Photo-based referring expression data
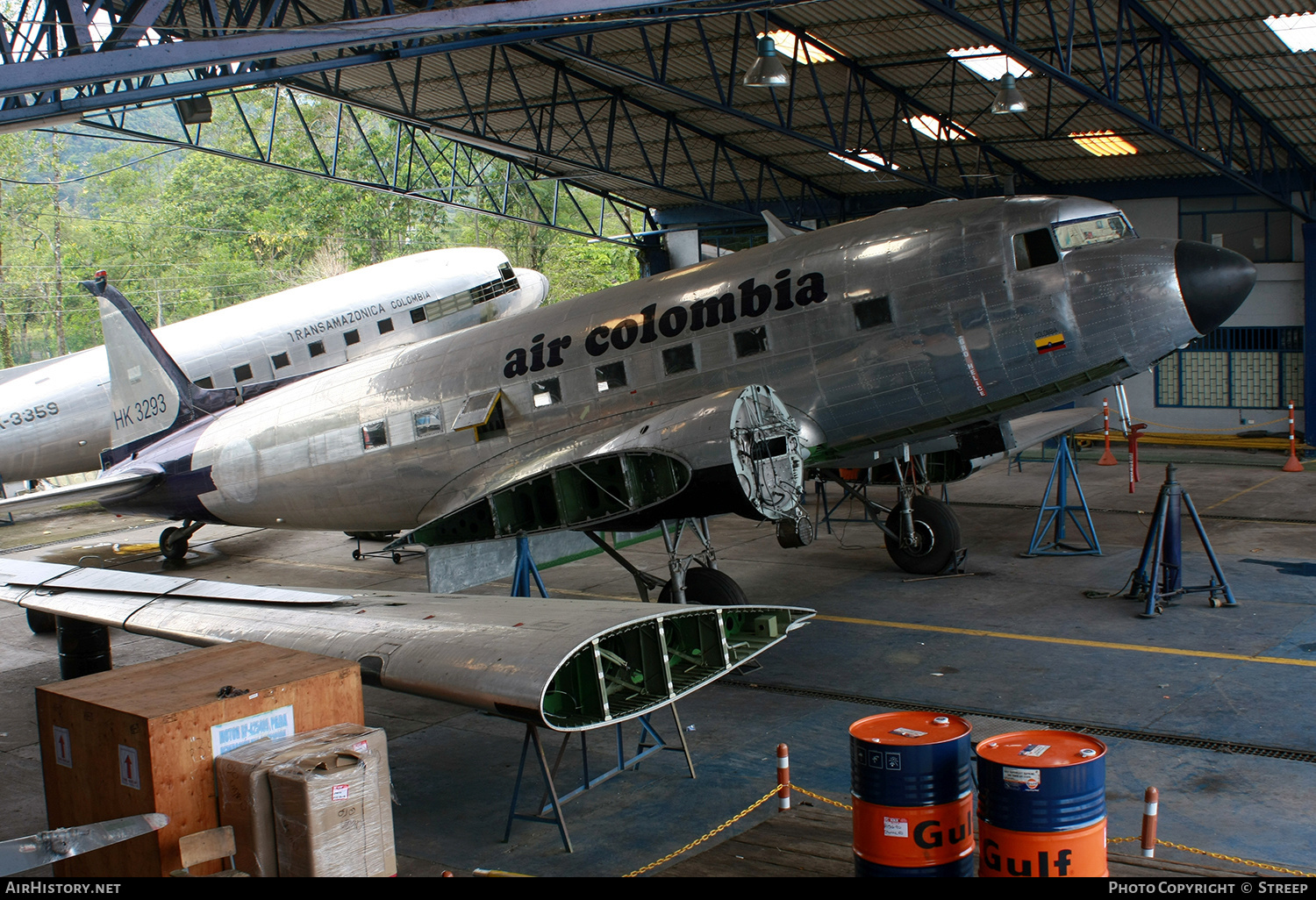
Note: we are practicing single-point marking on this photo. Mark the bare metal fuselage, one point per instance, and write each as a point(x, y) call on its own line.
point(971, 337)
point(54, 416)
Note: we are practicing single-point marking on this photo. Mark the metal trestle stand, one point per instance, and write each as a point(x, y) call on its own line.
point(1160, 574)
point(550, 804)
point(1062, 471)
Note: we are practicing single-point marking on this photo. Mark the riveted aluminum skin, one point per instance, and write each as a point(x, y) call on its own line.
point(499, 654)
point(62, 405)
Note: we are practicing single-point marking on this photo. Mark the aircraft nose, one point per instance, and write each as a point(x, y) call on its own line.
point(1212, 281)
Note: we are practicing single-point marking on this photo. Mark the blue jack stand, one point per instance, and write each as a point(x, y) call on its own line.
point(1163, 552)
point(526, 568)
point(1061, 473)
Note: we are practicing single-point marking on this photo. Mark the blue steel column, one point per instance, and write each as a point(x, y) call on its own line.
point(1308, 328)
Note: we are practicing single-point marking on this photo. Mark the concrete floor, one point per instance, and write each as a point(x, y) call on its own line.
point(1015, 639)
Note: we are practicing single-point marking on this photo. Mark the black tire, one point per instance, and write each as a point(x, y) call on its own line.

Aim of the exercise:
Restate word for word the lines above, beginning with the one that contains "Mark the aircraft" and ending with the last line.

Answer below:
Note: we are practicing single-point marking on this photo. Mark the aircraft nose, one point per instance, and write each as a point(x, y) call on its own line.
point(1212, 281)
Note: we are practicing single-point marking on this photo. Mark the blue jack stand, one point per instance, and write each as a point(x, y) call on its own line.
point(1163, 552)
point(526, 568)
point(1061, 473)
Note: we are practicing single-point marking on this photo. Mark the blue steel column, one point per instance, and write each as a point(x, y) call on its own line.
point(1308, 328)
Note: we are practicing single-point marking on this photo. Mark the concrete floor, one point per instance, and write each as a point(x, y) call on its own line.
point(1015, 639)
Note: we are practicing single-point marking on this photo. Mark the black tire, one point per instance, and write each as a point(x, y) call on its own line.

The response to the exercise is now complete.